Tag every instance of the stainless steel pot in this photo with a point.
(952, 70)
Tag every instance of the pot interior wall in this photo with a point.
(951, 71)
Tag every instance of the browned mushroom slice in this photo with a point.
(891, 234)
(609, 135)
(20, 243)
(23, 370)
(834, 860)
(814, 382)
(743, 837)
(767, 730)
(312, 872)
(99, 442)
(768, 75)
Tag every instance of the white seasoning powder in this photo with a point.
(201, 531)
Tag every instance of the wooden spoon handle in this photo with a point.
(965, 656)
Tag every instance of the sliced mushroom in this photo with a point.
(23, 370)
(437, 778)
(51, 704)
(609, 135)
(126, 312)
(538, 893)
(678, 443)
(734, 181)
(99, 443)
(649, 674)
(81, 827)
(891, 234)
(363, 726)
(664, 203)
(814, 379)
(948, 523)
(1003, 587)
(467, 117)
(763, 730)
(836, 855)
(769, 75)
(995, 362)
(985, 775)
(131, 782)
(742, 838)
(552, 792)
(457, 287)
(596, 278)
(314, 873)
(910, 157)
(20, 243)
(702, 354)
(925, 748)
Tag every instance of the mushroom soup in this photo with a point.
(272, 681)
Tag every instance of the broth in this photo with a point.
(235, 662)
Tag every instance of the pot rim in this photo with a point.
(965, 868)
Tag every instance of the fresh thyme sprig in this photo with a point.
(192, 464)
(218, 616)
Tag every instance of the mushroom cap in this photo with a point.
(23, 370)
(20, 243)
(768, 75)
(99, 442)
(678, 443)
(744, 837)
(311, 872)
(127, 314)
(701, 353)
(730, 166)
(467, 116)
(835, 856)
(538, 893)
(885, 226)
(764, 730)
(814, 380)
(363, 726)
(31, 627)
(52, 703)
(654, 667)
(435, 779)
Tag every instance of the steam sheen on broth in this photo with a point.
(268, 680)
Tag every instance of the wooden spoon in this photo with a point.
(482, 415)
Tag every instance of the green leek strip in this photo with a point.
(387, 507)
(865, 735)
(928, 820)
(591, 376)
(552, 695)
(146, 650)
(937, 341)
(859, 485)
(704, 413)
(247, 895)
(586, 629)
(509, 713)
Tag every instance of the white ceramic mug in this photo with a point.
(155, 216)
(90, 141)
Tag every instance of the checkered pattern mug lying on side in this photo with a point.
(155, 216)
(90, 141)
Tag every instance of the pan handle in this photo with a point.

WORK TO BE COMPLETED: Which lines run from the one with "Tag every instance of the checkered" through the end of the listing above? Restate them word for word, with nothing else.

EXERCISE OUTPUT:
Tag every instance of the checkered pattern mug lying on side in this photo with a point.
(155, 216)
(90, 141)
Tag every instance of the pan handle in this photo with a point.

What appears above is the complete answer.